• [Seite]:
Bis zum Jahre 1803 wurde auf dem Kirchplatz alljährlich am grünen Donnerstag und am Karfreitag ein Passionsspiel aufgeführt, das, nachdem es Jahrhunderte hindurch der Stadt Stolz und Lust gewesen, vielleicht auch ausgeartet war, von dem neuen Herrn, dem Staate Württemberg, abgeschafft wurde. Das Spiel begann um 7 Uhr abends auf einer gedeckten Bühne, während die Zuschauer unter freiem Himmel saßen. Alle Stände beteiligten sich daran nach einer Regel, die sich im Laufe der Zeit herausgebildet haben mochte; eine Familie, welche durch Generationen die Darsteller des Herrn geliefert hatte, wurde d'Herrgottles genannt. Seltsam grotesk muß der Zug des kreuztragenden Christus gewirkt haben, der sich am Karfreitag durch die Stadt bewegte, und in welchem barocke und vielleicht noch spätere Elemente dem Althergebrachten augenscheinlich sich beigemischt hatten.

Auf weißem Pferde reitend, eröffnete die Prozession der Tod mit Krone und Szepter. Ihm folgte zu Pferd ein Sardenbläser, der mit abgerissenen Trauertönen auf Schreckliches vorbereitete. Dann kamen Adam und Eva, zwei uralte weißgekleidete Leute mit Pflug und Ochsen. Nun nahte sich, wieder zu Pferd, der Hohe Rat der Juden, der von alten, angesehenen Bürgern dargestellt wurde, darauf der Judenhauptmann zu Pferde. Die nächste Gruppe bildete die Rotte der Henker mit den Leidenswerkzeugen, denen Christus folgte mit dem Kreuz, das Simon von Kyrene ihm tragen half. Ihm nach gingen die heiligen Frauen, Johannes und die Töchter Jerusalems. Unerwartet kamen die sieben Todsünden und der heilige Joseph, von Kindern an einem Bande geführt, dann Tod und Teufel, die in einem kleinen Wagen das Söhnchen des Pilatus und das Töchterchen des Herodes führten. Die heilige Genoveva mit Schmerzensreich, von vier Jägern begleitet, und eine Menge von Büßern machten den Beschluß.

• [Rohe Einträge]:
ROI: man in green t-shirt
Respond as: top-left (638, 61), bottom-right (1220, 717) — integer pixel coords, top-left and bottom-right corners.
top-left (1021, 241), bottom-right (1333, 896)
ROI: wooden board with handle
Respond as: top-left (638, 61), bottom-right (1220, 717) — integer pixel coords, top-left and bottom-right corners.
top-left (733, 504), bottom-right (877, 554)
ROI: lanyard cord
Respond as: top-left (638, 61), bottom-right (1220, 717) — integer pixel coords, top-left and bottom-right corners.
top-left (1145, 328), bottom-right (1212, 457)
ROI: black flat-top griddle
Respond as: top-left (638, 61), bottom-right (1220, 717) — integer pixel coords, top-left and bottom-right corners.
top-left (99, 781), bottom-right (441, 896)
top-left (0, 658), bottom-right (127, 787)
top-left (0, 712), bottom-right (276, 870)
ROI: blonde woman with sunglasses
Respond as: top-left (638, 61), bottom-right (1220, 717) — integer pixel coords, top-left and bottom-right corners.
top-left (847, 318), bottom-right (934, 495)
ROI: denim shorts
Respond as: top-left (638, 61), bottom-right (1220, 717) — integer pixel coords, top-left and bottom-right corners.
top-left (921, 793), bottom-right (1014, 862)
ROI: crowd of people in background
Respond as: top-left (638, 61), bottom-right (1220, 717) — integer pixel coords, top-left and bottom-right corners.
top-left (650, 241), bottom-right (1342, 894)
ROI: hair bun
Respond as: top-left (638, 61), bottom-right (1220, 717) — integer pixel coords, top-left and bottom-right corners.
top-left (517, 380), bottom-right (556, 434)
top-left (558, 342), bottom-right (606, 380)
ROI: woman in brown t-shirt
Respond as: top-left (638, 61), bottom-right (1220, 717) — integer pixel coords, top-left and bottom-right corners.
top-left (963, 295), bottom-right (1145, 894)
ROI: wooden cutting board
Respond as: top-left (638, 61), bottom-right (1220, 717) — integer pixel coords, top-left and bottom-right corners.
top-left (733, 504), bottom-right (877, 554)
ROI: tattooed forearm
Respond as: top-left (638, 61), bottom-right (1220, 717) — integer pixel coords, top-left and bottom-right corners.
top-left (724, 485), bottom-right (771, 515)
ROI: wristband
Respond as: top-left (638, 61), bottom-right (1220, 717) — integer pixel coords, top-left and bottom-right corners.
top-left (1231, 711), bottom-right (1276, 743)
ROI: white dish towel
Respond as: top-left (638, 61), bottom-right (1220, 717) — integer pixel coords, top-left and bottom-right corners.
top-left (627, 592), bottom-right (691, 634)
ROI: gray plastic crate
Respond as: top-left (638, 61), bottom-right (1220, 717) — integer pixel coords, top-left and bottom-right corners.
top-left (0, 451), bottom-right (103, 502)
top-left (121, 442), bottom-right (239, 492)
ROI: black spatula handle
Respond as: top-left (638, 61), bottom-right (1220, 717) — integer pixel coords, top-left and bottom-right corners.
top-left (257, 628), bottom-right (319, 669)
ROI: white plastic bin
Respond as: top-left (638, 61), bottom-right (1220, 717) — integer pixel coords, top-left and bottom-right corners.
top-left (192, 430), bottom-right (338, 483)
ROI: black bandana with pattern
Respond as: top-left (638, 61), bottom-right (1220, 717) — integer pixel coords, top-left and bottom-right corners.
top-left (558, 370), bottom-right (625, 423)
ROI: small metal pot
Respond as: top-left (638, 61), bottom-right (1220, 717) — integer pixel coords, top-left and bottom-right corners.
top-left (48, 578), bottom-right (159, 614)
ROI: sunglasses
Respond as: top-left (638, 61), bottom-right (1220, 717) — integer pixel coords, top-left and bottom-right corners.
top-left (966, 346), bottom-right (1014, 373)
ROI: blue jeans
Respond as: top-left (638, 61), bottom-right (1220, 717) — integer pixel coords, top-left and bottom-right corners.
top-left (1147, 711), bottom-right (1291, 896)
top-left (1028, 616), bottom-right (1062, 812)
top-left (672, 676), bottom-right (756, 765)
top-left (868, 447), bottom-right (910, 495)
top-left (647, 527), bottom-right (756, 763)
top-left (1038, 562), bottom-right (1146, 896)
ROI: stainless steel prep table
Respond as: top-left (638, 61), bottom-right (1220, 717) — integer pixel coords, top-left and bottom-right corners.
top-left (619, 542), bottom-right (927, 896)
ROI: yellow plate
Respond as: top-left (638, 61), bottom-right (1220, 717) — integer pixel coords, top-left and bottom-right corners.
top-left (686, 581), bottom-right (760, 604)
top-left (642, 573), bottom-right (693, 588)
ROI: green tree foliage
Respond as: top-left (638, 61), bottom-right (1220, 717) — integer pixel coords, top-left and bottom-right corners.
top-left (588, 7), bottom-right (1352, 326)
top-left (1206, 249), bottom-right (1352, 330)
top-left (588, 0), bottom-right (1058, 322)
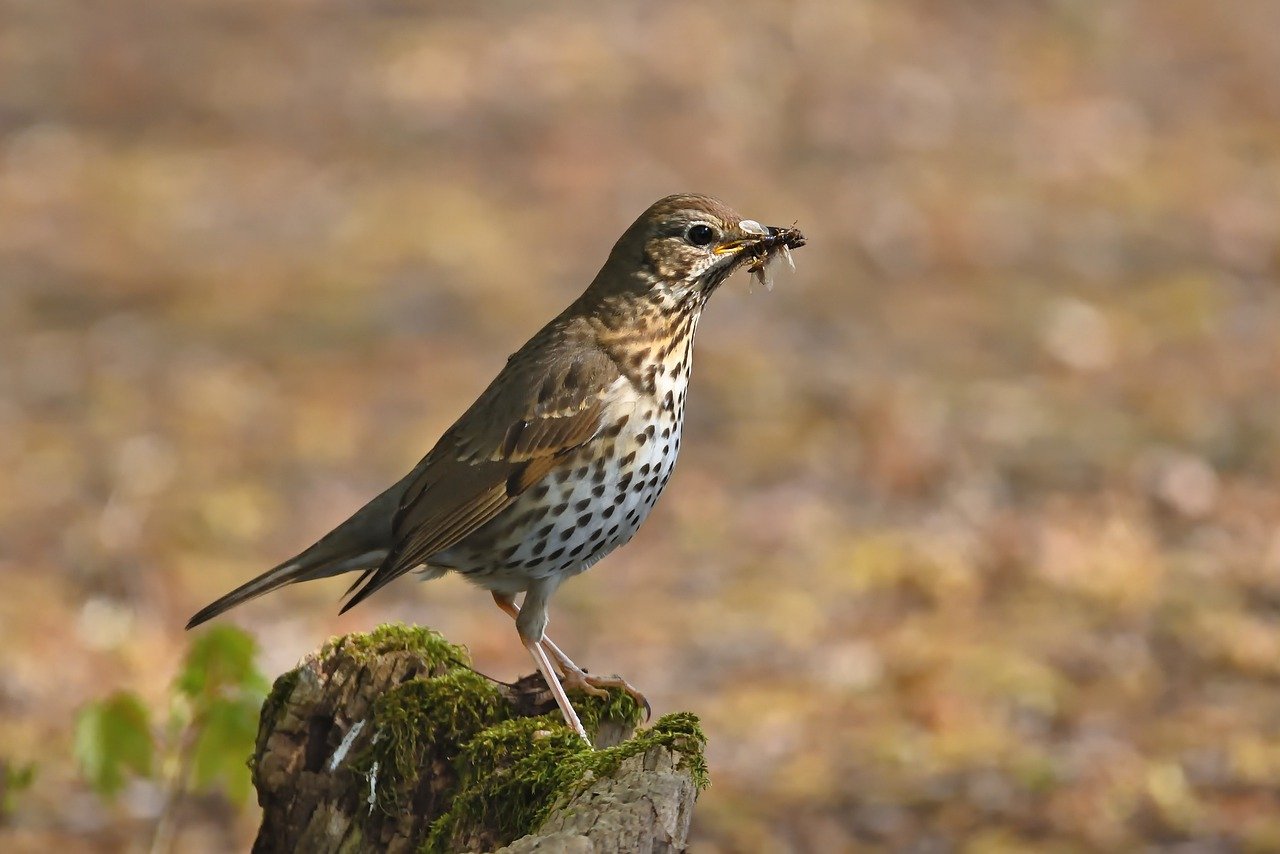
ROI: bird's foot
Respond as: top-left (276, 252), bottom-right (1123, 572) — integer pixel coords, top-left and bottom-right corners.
top-left (561, 666), bottom-right (653, 721)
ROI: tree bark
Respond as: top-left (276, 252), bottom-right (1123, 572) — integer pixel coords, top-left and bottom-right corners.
top-left (252, 626), bottom-right (704, 853)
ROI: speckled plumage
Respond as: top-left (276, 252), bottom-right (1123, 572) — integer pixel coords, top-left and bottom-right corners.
top-left (188, 195), bottom-right (804, 732)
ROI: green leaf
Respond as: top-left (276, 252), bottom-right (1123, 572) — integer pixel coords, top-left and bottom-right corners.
top-left (76, 691), bottom-right (155, 796)
top-left (192, 697), bottom-right (262, 803)
top-left (177, 626), bottom-right (268, 707)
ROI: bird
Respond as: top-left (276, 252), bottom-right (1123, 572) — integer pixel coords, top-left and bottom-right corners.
top-left (187, 193), bottom-right (804, 744)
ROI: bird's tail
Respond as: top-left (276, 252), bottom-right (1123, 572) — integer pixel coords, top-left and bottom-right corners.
top-left (187, 472), bottom-right (413, 629)
top-left (187, 549), bottom-right (385, 629)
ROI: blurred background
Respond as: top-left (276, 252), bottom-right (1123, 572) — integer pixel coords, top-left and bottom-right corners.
top-left (0, 0), bottom-right (1280, 851)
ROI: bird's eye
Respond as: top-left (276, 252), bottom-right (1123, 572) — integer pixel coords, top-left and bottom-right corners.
top-left (685, 223), bottom-right (716, 246)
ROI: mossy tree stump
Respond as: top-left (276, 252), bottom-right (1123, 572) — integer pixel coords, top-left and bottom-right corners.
top-left (252, 626), bottom-right (705, 854)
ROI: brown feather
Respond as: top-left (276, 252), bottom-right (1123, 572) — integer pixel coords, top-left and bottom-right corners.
top-left (343, 338), bottom-right (620, 611)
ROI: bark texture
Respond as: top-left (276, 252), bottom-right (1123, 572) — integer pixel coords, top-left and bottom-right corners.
top-left (253, 626), bottom-right (704, 854)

• [Aufgabe]: Wie wurde laut der Seite über das Passionsspiel die Familie genannt, die über Generationen die Darsteller des Herrn gestellt hatte?

• [Antwort]: d'Herrgottles